Tuesday, March 27, 2012

What-The-Dickens by Gregory Maguire

Title: What-The-Dickens: The Story of a Rogue Tooth Fairy
Author: Gregory Maguire
Pages: 304
Publisher: Candlewick Press
My rating: 3.8 stars
Goodreads rating: 3.26 stars
Published: September 11, 2007

A terrible storm is raging, and Dinah is huddled by candlelight with her brother, sister, and cousin Gage, who is telling a very unusual tale. It’s the story of What-the-Dickens, a newly hatched orphan creature who finds he has an attraction to teeth, a crush on a cat named McCavity, and a penchant for getting into trouble. One day he happens upon a feisty girl skibberee working as an Agent of Change — trading coins for teeth — and learns of a dutiful tribe of tooth fairies to which he hopes to belong. As his tale unfolds, however, both What-the-Dickens and Dinah come to see that the world is both richer and far less sure than they ever imagined.

———

◆ Required task A ◆
Extract each row that contains the string "leaf".
◆ Required task B ◆
Write what comes next in the What-the-Dickens book post, starting after its final sentence.
The What-the-Dickens book post has no connection to the rows that come after it.

◆ Data to use ◆
———

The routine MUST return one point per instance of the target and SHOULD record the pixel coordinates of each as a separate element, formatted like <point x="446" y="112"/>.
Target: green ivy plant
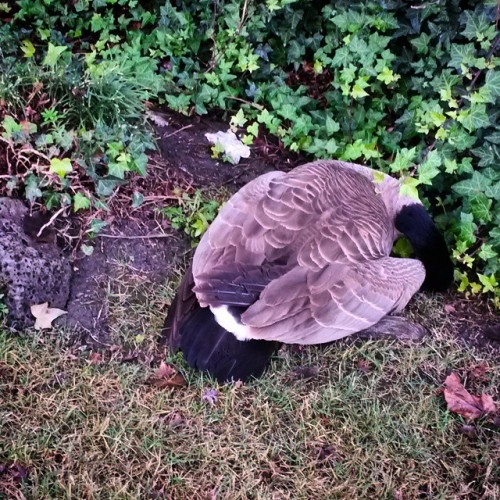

———

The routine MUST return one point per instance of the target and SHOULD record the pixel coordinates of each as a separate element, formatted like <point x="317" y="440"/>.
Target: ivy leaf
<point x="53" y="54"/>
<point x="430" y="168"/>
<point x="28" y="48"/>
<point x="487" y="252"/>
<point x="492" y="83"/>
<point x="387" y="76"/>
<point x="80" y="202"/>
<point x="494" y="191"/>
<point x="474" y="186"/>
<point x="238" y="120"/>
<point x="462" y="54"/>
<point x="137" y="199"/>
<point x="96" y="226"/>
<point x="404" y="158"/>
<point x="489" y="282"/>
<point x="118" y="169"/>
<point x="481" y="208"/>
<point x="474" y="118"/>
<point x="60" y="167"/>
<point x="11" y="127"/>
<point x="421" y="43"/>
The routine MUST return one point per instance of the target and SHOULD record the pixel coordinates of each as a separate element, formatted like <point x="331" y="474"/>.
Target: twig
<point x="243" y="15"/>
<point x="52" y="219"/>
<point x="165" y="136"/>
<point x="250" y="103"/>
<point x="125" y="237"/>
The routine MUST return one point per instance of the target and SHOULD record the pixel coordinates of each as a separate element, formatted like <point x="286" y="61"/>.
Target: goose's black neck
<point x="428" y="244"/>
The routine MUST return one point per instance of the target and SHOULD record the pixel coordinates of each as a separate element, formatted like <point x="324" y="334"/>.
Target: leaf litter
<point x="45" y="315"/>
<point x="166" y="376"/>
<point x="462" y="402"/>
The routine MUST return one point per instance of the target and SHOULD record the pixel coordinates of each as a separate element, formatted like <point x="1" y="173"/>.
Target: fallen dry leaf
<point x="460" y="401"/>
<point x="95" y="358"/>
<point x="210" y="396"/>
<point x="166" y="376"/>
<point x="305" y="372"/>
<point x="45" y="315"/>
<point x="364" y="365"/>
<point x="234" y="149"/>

———

◆ Right answer A ◆
Target: ivy leaf
Target: leaf litter
Target: fallen dry leaf

◆ Right answer B ◆
Not gonna lie, this took me a couple tries to get sucked in, which is part of the reason for the lower rating. However, that's something I've noticed with Gregory Maguire's books - I had a bit of a hard time getting into both Wicked and Mirror, Mirror, but was pretty happy with the outcome of each book.  I think that's just something I have to deal with when reading his books in the future.

What-The-Dickens is, as the title implies, a rogue tooth fairy {I prefer the term vagabond, but that would have made for a silly title}.  He's hatched all alone in a tuna can {most skibbereen are hatched in large groups of 70ish or so siblings}, not knowing what he is or where.  After a couple dicey encounters with a mean cat {his first love}, a rust-throated grisset {his adoptive mother, who at first tried to feed him to her offspring}, a Bengal tiger {with whom he plays dentist}, and a very mean old lady with a full set of tempting fake teeth, he finds himself face to face with another of his kind: Pepper, a skibberee attempting to get her license to become an Agent of Change at the colony of Undertree Common.  From Pepper, he learns the ways of the skibberee, although he is too curious to really follow any of the rules.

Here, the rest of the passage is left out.